**Text extract**:
My addicted family member ... I'm going to call him B ... is already making me crazy.  He has a pretty bad oxy addiction.  Pretty bad as in he's lied and snuck around and run out repeatedly because he takes too many.  Bad as in he's facing felony charges for altering a prescription to get more pills.  At least he has not resorted to buying them on the street or anything (that I know of).

So his wife pretty much bailed on him.  I get that the addiction is a terrible thing, but she's his wife and married him knowing he was on oxy.  And he's agreed to do inpatient rehab but she won't even wait for that.  She is just out and putting their house on the market and completely done with it all.  Not exactly a for better or worse vow keeper but I suppose I should try to keep from judging her.  She's young and immature and very spoiled and I think this is all more than she can handle.  Thank God I have a husband who will stick by me through anything, including this IF crap.

So he's living with us.  At the beginning of our IUI thing.  And he's already trying to manipulate me to get more pills.  First it was "it's too embarrassing to have you hand out my pills like I'm a child."  The answer to that was "too bad - you want to live in our house this is how it will be."

Then yesterday he suggested that he be given two extra pills per week for emergencies. Stupidly, I agreed to this, leading him to think he could win the battle of the wills.  So last night I gave him his extra two pills.

Fast forward to today around 11:30 when he texts me to say he left three pills on the windowsill and now they're gone.  But the dogs seem ok so they probably didn't eat them but maybe they picked them up and left them somewhere.  Right.  He apparently thinks I'm pretty darn stupid.  So he asks me to replace them and I'm like - well you have your two emergency pills - use those.  I'm not replacing them.  So he says he took all 5 of the pills before 11:30 and now he's going to go through withdrawals.  Tough crap.  I feel like I'm being mean but can't let him get away with this crap.  If he took all 8 pills he had too quickly then he's just going to have to suffer the consequences.

**Dataset content**:

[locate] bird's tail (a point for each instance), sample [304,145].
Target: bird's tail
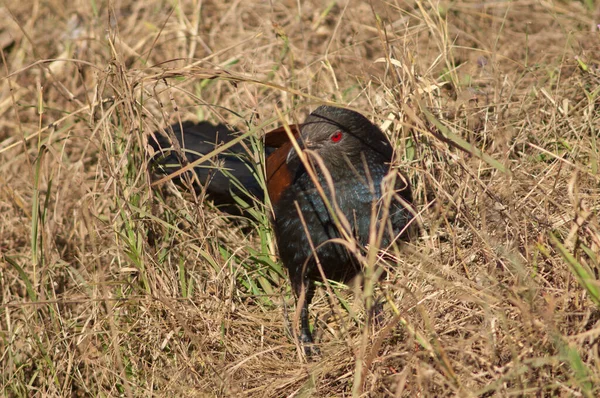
[227,178]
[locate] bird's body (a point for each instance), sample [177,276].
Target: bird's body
[348,159]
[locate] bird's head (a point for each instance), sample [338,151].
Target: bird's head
[342,138]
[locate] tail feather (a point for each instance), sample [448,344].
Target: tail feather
[198,139]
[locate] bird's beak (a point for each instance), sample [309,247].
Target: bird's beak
[293,155]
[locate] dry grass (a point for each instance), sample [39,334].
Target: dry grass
[108,289]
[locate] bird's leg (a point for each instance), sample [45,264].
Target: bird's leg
[305,335]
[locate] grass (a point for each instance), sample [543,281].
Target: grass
[111,285]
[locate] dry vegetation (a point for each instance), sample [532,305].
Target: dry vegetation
[110,286]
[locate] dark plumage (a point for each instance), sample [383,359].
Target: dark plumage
[356,155]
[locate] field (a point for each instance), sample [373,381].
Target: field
[115,284]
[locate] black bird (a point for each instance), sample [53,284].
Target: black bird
[342,147]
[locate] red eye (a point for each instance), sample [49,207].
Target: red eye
[336,137]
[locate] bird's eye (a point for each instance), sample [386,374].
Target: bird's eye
[336,137]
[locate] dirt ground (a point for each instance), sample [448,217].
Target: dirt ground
[113,286]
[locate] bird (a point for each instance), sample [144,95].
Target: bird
[325,187]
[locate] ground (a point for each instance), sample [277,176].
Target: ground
[114,283]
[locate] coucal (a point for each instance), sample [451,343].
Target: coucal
[331,192]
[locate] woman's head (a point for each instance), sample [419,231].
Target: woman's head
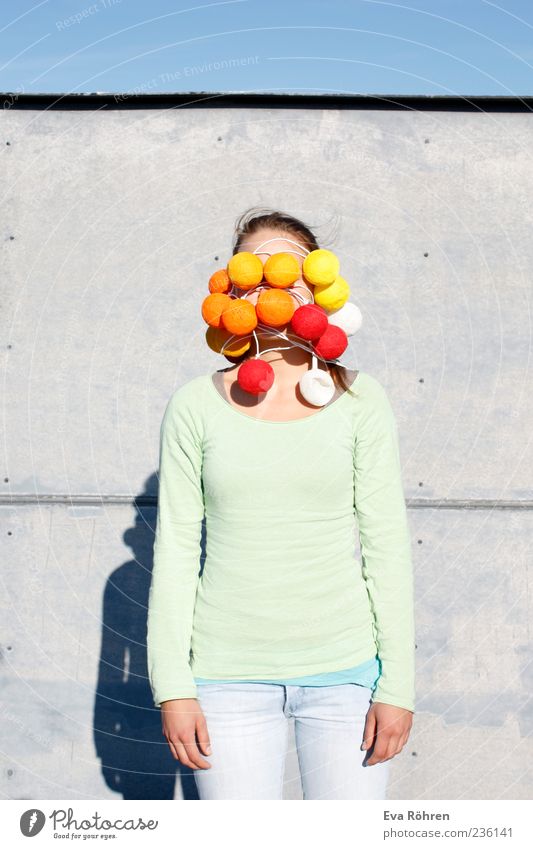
[257,226]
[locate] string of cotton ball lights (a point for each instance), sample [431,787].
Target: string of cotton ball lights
[323,323]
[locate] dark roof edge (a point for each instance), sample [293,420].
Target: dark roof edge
[225,100]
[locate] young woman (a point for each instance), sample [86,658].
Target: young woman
[283,621]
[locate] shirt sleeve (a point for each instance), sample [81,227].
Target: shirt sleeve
[385,542]
[176,555]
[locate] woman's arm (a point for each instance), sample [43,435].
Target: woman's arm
[385,546]
[177,550]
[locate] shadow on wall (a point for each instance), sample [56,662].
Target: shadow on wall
[135,757]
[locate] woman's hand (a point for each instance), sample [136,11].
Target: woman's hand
[185,728]
[387,728]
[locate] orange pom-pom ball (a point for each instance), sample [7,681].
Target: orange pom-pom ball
[281,270]
[332,343]
[239,316]
[219,281]
[217,336]
[309,321]
[275,307]
[245,269]
[213,306]
[255,376]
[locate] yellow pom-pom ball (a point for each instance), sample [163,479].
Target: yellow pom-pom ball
[216,336]
[334,296]
[219,281]
[245,269]
[239,316]
[281,270]
[275,307]
[321,267]
[213,307]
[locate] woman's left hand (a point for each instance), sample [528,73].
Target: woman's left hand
[387,728]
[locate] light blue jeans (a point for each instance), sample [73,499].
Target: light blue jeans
[248,729]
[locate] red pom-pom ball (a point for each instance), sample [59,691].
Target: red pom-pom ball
[309,321]
[255,376]
[332,343]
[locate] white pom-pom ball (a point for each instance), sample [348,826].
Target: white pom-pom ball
[317,387]
[348,318]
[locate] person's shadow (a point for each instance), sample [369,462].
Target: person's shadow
[135,757]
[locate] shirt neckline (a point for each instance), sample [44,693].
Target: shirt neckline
[321,412]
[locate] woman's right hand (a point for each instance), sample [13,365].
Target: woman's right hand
[185,729]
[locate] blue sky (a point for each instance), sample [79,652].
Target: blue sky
[450,47]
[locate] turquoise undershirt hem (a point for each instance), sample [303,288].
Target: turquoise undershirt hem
[365,674]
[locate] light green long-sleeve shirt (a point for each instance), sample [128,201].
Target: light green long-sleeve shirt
[282,592]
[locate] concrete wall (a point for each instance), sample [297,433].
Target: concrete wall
[113,222]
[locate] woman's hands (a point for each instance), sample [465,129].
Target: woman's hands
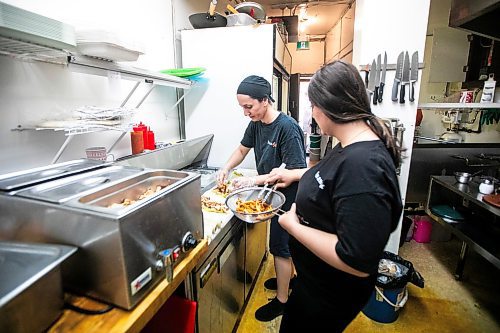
[284,177]
[289,219]
[222,175]
[243,182]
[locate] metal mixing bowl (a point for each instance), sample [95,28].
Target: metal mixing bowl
[463,177]
[276,199]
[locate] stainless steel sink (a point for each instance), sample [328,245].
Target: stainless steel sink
[31,295]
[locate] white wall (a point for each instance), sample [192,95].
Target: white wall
[392,26]
[307,61]
[339,40]
[32,92]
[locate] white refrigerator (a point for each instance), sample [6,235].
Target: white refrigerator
[229,54]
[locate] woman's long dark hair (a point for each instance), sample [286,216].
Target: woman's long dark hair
[338,90]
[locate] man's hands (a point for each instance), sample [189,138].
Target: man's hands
[243,182]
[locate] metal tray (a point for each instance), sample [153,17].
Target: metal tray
[65,189]
[21,179]
[131,189]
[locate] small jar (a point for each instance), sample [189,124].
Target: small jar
[486,187]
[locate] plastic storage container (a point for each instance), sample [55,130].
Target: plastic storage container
[423,229]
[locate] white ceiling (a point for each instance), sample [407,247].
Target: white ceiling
[323,15]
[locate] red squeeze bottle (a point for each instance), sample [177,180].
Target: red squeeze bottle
[137,142]
[143,128]
[151,140]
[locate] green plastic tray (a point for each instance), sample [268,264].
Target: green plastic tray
[447,212]
[183,72]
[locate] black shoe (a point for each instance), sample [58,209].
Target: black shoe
[272,283]
[270,311]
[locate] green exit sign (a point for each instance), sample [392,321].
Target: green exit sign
[303,45]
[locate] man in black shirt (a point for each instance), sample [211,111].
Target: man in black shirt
[276,138]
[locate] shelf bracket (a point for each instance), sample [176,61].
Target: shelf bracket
[117,140]
[147,93]
[177,103]
[130,94]
[63,147]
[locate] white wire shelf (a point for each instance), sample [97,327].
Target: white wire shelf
[101,67]
[27,51]
[76,130]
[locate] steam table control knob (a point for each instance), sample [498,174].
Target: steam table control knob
[188,242]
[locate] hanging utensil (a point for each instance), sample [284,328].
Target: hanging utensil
[406,78]
[211,19]
[382,79]
[371,79]
[398,76]
[255,10]
[378,70]
[413,75]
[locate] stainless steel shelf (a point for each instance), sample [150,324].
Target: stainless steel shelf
[459,106]
[101,67]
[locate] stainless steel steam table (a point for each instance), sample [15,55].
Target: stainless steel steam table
[118,320]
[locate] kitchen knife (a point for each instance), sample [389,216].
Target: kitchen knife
[371,79]
[382,79]
[413,74]
[377,80]
[406,77]
[397,77]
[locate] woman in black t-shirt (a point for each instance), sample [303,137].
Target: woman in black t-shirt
[346,206]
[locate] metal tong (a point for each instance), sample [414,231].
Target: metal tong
[301,219]
[266,185]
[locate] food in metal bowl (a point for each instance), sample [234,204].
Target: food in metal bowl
[463,177]
[251,194]
[252,206]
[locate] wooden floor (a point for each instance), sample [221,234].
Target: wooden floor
[444,305]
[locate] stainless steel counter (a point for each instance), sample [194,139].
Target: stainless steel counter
[480,228]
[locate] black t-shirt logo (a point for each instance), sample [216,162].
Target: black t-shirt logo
[319,180]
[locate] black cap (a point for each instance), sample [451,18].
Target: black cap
[256,87]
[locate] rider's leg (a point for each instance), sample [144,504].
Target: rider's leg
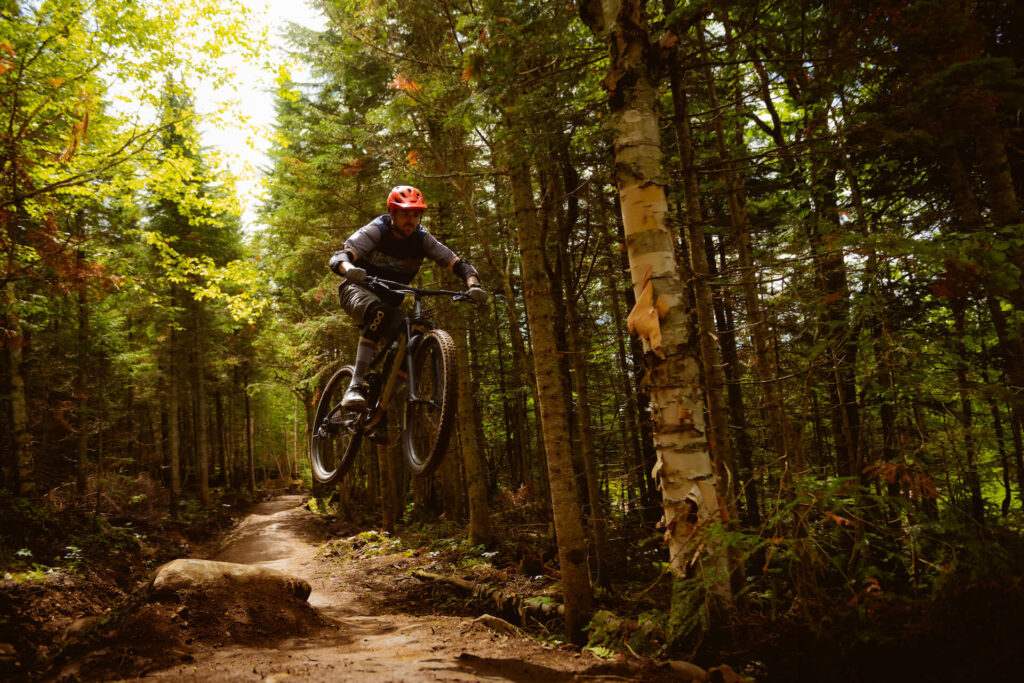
[381,323]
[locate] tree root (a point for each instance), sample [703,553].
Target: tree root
[506,601]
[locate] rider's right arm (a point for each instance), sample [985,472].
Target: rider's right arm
[338,261]
[361,243]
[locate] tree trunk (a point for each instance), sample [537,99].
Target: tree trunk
[202,432]
[599,534]
[473,463]
[174,434]
[81,380]
[967,414]
[20,437]
[718,435]
[554,421]
[685,470]
[250,456]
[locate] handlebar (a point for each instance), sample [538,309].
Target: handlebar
[416,291]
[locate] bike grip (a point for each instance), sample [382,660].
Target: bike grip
[356,274]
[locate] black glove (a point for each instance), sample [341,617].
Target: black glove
[477,294]
[355,274]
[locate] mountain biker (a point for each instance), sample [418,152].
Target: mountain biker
[390,247]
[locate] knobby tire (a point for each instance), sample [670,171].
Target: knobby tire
[428,426]
[332,454]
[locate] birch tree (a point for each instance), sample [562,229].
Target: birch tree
[685,471]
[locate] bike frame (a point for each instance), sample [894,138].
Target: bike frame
[407,342]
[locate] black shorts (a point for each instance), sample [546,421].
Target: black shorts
[356,300]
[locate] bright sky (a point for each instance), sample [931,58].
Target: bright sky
[245,138]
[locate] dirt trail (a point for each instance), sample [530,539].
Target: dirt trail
[360,642]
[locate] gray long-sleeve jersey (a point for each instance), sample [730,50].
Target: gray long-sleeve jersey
[375,248]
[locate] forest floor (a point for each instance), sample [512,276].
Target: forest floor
[367,619]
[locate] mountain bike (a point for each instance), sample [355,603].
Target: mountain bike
[425,356]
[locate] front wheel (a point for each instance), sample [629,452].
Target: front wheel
[430,411]
[336,435]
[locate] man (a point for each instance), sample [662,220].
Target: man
[391,247]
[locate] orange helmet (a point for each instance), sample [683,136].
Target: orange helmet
[406,197]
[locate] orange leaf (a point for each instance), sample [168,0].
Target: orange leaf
[842,521]
[406,84]
[352,168]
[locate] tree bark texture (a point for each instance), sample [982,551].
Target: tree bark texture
[685,470]
[554,421]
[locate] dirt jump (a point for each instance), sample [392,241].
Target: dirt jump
[349,628]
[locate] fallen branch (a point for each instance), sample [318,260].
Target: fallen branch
[537,606]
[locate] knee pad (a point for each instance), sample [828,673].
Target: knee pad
[381,321]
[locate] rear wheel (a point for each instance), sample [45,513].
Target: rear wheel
[430,415]
[336,435]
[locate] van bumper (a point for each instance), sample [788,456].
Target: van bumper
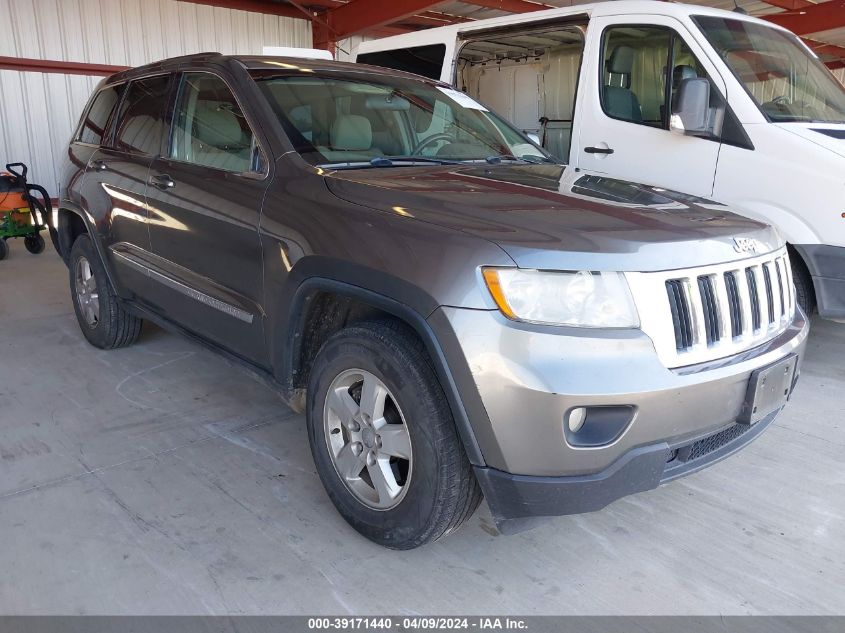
[827,268]
[528,378]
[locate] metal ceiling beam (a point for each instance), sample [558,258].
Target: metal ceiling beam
[254,6]
[812,19]
[358,16]
[511,6]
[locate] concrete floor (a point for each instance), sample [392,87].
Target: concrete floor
[160,480]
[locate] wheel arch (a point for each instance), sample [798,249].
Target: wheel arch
[349,302]
[73,222]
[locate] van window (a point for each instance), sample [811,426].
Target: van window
[420,60]
[209,127]
[530,77]
[786,82]
[96,119]
[365,121]
[634,74]
[141,126]
[635,89]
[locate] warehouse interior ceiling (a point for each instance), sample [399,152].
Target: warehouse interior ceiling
[820,24]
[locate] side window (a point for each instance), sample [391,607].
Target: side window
[209,127]
[420,60]
[96,119]
[634,74]
[141,127]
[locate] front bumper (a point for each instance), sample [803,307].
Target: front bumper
[827,268]
[528,377]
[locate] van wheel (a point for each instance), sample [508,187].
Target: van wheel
[804,293]
[383,438]
[102,319]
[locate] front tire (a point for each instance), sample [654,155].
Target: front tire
[384,440]
[103,321]
[804,293]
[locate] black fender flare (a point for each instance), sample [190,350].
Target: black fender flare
[414,318]
[64,243]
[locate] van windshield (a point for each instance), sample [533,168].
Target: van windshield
[370,121]
[786,81]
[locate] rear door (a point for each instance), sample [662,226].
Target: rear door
[204,197]
[624,104]
[114,183]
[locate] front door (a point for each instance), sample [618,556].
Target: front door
[115,181]
[204,198]
[624,105]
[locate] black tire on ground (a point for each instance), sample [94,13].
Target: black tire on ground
[804,293]
[34,243]
[442,490]
[114,327]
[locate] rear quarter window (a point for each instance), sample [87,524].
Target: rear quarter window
[141,125]
[95,120]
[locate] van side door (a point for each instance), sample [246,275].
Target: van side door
[632,70]
[204,195]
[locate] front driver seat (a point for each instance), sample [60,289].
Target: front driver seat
[620,101]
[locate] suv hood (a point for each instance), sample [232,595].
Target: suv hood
[554,217]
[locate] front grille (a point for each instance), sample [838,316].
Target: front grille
[734,304]
[711,312]
[715,312]
[679,306]
[714,442]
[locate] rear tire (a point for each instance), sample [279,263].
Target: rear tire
[434,485]
[804,293]
[103,321]
[34,243]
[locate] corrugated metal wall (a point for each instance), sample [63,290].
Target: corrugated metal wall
[38,111]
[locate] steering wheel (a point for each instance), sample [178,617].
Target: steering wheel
[441,136]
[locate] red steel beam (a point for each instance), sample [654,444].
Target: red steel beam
[789,5]
[358,16]
[511,6]
[812,19]
[25,64]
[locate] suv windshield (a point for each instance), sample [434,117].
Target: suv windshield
[375,121]
[786,81]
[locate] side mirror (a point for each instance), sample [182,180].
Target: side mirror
[691,112]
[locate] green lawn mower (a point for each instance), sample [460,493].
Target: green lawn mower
[25,210]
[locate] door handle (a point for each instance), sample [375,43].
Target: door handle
[598,150]
[162,181]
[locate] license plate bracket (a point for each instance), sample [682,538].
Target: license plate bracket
[768,390]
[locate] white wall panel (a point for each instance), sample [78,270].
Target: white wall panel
[38,111]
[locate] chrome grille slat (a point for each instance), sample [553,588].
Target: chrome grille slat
[712,312]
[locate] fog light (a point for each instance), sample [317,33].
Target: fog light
[598,425]
[576,419]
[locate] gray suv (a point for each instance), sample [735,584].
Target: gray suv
[458,315]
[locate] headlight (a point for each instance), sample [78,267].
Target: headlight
[580,299]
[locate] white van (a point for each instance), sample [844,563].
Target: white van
[708,102]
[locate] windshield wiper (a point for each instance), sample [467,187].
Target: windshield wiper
[413,159]
[528,158]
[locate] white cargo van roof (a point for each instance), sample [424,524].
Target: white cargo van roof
[596,9]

**Exercises to complete**:
[1] Decide whether each statement agrees with the blog post, answering yes or no and quoting the words that settle it: (a) B's wife knew he was on oxy when she married him; (b) the writer agreed to replace the missing pills; (c) B agreed to do inpatient rehab.
[2] Return the part of the blog post starting with "So his wife" and going on through "this IF crap.", copied exactly.

**Answers per task**:
[1]
(a) Yes: "married him knowing he was on oxy"
(b) No: "I'm not replacing them."
(c) Yes: "he's agreed to do inpatient rehab"

[2]
So his wife pretty much bailed on him.  I get that the addiction is a terrible thing, but she's his wife and married him knowing he was on oxy.  And he's agreed to do inpatient rehab but she won't even wait for that.  She is just out and putting their house on the market and completely done with it all.  Not exactly a for better or worse vow keeper but I suppose I should try to keep from judging her.  She's young and immature and very spoiled and I think this is all more than she can handle.  Thank God I have a husband who will stick by me through anything, including this IF crap.